#### Problem to work on:
All entries are to be quoted exactly; the images stay out of the copy.

#### Material for the task:
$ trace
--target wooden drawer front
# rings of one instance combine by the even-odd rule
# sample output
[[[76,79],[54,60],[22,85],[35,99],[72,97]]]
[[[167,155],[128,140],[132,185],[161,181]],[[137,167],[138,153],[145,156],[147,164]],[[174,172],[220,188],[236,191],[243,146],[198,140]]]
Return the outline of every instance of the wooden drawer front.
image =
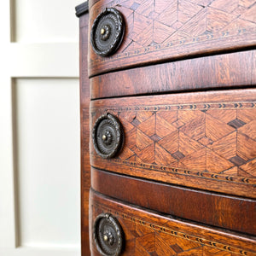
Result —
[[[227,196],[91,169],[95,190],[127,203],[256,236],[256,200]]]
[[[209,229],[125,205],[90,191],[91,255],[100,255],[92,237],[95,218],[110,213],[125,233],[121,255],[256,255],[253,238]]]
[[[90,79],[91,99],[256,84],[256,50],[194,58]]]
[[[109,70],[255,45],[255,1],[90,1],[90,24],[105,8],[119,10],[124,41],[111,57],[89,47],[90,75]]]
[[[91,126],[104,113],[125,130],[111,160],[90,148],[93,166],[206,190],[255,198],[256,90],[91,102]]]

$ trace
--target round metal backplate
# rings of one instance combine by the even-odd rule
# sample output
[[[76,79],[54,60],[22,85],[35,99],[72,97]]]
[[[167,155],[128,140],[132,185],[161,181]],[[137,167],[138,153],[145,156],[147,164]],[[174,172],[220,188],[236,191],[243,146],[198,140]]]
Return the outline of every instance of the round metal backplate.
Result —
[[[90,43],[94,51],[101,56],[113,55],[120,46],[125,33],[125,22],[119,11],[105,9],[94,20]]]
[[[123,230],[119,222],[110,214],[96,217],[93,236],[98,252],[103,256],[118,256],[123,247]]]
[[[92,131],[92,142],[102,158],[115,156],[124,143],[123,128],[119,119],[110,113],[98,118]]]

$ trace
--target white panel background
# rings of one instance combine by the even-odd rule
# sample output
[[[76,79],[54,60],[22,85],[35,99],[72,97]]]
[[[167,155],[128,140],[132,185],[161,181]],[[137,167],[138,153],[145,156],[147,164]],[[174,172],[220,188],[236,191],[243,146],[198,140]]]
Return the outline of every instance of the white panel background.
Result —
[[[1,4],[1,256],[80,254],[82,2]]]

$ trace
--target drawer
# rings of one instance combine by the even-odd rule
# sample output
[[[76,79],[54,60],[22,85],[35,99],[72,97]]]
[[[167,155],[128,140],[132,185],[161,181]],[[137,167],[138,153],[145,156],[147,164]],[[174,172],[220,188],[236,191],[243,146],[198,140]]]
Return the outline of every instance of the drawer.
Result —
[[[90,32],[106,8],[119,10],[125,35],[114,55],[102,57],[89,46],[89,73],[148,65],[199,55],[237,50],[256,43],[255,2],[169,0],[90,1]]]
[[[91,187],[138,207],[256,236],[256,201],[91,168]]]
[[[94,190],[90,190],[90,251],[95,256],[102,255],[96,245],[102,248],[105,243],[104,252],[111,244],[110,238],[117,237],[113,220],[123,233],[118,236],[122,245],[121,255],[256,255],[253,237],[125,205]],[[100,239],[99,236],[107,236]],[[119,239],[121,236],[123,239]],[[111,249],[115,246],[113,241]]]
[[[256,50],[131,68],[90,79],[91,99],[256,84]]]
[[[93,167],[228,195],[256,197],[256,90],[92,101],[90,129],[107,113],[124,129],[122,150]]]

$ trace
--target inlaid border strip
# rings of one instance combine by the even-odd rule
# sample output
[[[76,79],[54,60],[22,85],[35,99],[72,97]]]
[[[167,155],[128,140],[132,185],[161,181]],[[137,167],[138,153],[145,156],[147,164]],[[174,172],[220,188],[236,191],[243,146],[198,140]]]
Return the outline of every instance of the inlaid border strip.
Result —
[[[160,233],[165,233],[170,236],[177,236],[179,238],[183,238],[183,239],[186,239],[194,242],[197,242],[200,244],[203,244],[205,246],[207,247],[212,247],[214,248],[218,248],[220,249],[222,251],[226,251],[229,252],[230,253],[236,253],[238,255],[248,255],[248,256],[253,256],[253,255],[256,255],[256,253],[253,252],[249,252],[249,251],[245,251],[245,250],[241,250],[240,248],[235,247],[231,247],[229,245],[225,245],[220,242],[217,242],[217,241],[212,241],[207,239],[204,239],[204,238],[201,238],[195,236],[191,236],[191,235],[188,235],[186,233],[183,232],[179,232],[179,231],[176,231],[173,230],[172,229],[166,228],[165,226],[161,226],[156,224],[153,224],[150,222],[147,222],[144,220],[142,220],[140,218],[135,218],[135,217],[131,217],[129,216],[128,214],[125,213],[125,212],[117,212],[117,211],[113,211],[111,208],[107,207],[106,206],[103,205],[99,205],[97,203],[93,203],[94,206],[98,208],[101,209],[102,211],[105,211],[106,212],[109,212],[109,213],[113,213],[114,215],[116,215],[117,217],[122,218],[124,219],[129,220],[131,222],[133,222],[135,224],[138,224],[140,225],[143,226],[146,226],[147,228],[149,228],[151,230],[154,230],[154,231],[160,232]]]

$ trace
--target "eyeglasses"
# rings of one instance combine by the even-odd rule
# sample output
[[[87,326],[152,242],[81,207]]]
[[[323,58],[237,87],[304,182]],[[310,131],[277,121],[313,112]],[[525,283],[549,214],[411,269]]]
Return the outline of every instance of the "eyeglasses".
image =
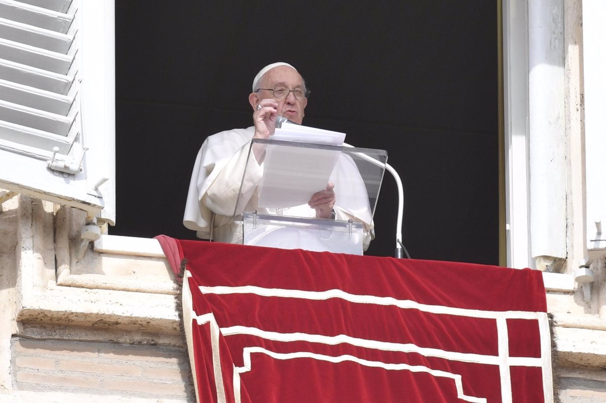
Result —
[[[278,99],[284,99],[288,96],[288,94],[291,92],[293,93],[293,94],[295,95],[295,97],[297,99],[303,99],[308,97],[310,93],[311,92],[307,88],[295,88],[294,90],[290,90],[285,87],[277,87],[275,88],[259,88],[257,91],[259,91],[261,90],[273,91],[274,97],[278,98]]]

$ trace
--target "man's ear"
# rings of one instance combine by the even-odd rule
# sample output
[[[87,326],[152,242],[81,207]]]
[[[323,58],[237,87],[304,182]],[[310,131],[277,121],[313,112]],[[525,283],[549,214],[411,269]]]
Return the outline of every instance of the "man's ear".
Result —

#### Exercise answer:
$ trace
--target wooden drawer front
# rings of one instance combine by the even-odd rule
# sample output
[[[76,79],[54,60],[22,85],[35,99],[72,97]]]
[[[167,155],[128,140],[132,185],[161,181]],[[137,167],[138,153],[145,156],[147,164]],[[174,172],[220,188],[236,191],[243,146],[198,140]]]
Return the outline of every instance of the wooden drawer front.
image =
Result —
[[[227,196],[91,169],[95,190],[127,203],[256,236],[256,200]]]
[[[209,229],[125,205],[90,191],[91,255],[100,255],[92,237],[95,218],[110,213],[125,233],[121,255],[256,255],[253,238]]]
[[[90,79],[91,99],[256,84],[256,50],[194,58]]]
[[[109,70],[255,45],[255,1],[90,1],[90,24],[105,8],[119,10],[124,41],[111,57],[89,47],[90,75]]]
[[[91,126],[104,113],[125,130],[111,160],[90,148],[93,166],[206,190],[255,198],[256,90],[91,102]]]

$ trace
--target round metal backplate
# rings of one instance combine by the even-odd rule
# sample output
[[[76,79],[54,60],[22,85],[35,99],[72,97]]]
[[[167,155],[128,140],[132,185],[161,181]],[[137,167],[138,153],[145,156],[147,164]],[[174,172],[220,188],[236,191],[243,146],[198,140]]]
Return the outline of every instance of the round metal backplate.
Result —
[[[90,43],[94,51],[101,56],[113,55],[120,46],[125,33],[125,22],[119,11],[105,9],[94,20]]]
[[[123,230],[119,222],[110,214],[96,217],[93,236],[98,252],[103,256],[118,256],[123,247]]]
[[[92,131],[92,142],[102,158],[115,156],[124,143],[123,128],[119,119],[110,113],[98,118]]]

$ trace
--target white panel background
# rings of one instance combine by the even-odd rule
# sample output
[[[76,79],[54,60],[22,85],[35,99],[72,97]]]
[[[167,155],[128,140],[132,185],[161,181]],[[137,167],[138,153],[145,156],[147,164]],[[174,172],[220,188],[236,191],[243,146],[198,140]]]
Return the outline of every instance of the white panel background.
Result —
[[[1,4],[1,256],[80,254],[82,2]]]

$ trace
--target drawer
# rings of one instance combine by the even-odd rule
# sample output
[[[76,79],[54,60],[22,85],[35,99],[72,97]]]
[[[167,155],[128,140],[132,185],[161,181]],[[137,167],[138,153],[145,156],[147,164]],[[174,172],[220,188],[236,191],[243,146],[198,140]]]
Return the outline of every instance of the drawer.
Result —
[[[90,32],[106,8],[119,10],[125,35],[114,55],[102,57],[89,46],[89,73],[148,65],[199,55],[237,50],[256,43],[255,2],[169,0],[90,1]]]
[[[91,187],[138,207],[256,236],[256,201],[91,168]]]
[[[94,190],[90,190],[90,251],[95,256],[102,255],[96,245],[102,248],[105,243],[104,252],[111,244],[110,238],[117,237],[113,220],[123,233],[118,236],[122,245],[121,255],[256,255],[253,237],[125,205]],[[100,239],[99,236],[107,236]],[[119,239],[121,236],[123,239]],[[111,249],[115,246],[113,241]]]
[[[256,50],[131,68],[90,79],[91,99],[256,84]]]
[[[93,167],[228,195],[256,197],[256,90],[92,101],[90,129],[107,113],[124,129],[122,150]]]

$ trace
--target inlaid border strip
# rings of one instance combine by the even-odd rule
# sample output
[[[76,79],[54,60],[22,85],[35,99],[72,97]]]
[[[167,155],[128,140],[132,185],[161,181]],[[137,167],[138,153],[145,156],[147,164]],[[174,172],[220,188],[236,191],[243,146],[198,140]]]
Return the outline of every instance of the inlaid border strip.
Result —
[[[160,233],[165,233],[170,236],[177,236],[179,238],[183,238],[183,239],[186,239],[194,242],[197,242],[200,244],[203,244],[205,246],[207,247],[212,247],[214,248],[218,248],[220,249],[222,251],[226,251],[229,252],[230,253],[236,253],[238,255],[248,255],[248,256],[253,256],[253,255],[256,255],[256,253],[253,252],[249,252],[249,251],[245,251],[245,250],[241,250],[240,248],[235,247],[231,247],[229,245],[225,245],[220,242],[217,242],[217,241],[212,241],[207,239],[204,239],[204,238],[201,238],[195,236],[191,236],[191,235],[188,235],[186,233],[183,232],[179,232],[179,231],[176,231],[173,230],[172,229],[166,228],[165,226],[161,226],[156,224],[153,224],[150,222],[147,222],[144,220],[142,220],[140,218],[135,218],[135,217],[131,217],[129,216],[128,214],[125,213],[125,212],[117,212],[117,211],[113,211],[111,208],[107,207],[106,206],[103,205],[99,205],[97,203],[93,203],[94,206],[98,208],[101,209],[102,211],[105,211],[106,212],[109,212],[109,213],[113,213],[114,215],[116,215],[117,217],[122,218],[124,219],[129,220],[131,222],[133,222],[135,224],[138,224],[140,225],[143,226],[146,226],[147,228],[149,228],[151,230],[154,230],[154,231],[160,232]]]

$ trace
--target "eyeglasses"
# rings of one instance combine by the even-odd rule
# sample output
[[[87,326],[152,242],[81,207]]]
[[[323,58],[237,87],[304,182]],[[310,131],[277,121],[313,112]],[[525,283],[549,214],[411,269]]]
Return the outline of every instance of the "eyeglasses".
image =
Result —
[[[278,99],[284,99],[288,96],[288,94],[291,92],[293,93],[293,94],[295,95],[295,97],[297,99],[303,99],[308,97],[310,93],[311,92],[307,88],[295,88],[294,90],[290,90],[285,87],[277,87],[275,88],[259,88],[257,91],[259,91],[261,90],[273,91],[274,97],[278,98]]]

$ trace
--target "man's ear"
# rings of one instance combine by the even-odd rule
# sample output
[[[87,326],[152,242],[81,207]]]
[[[323,58],[237,87],[304,182]],[[310,131],[277,121],[313,112]],[[525,283],[549,214],[411,269]]]
Return the outline of every instance of the "man's ear".
Result —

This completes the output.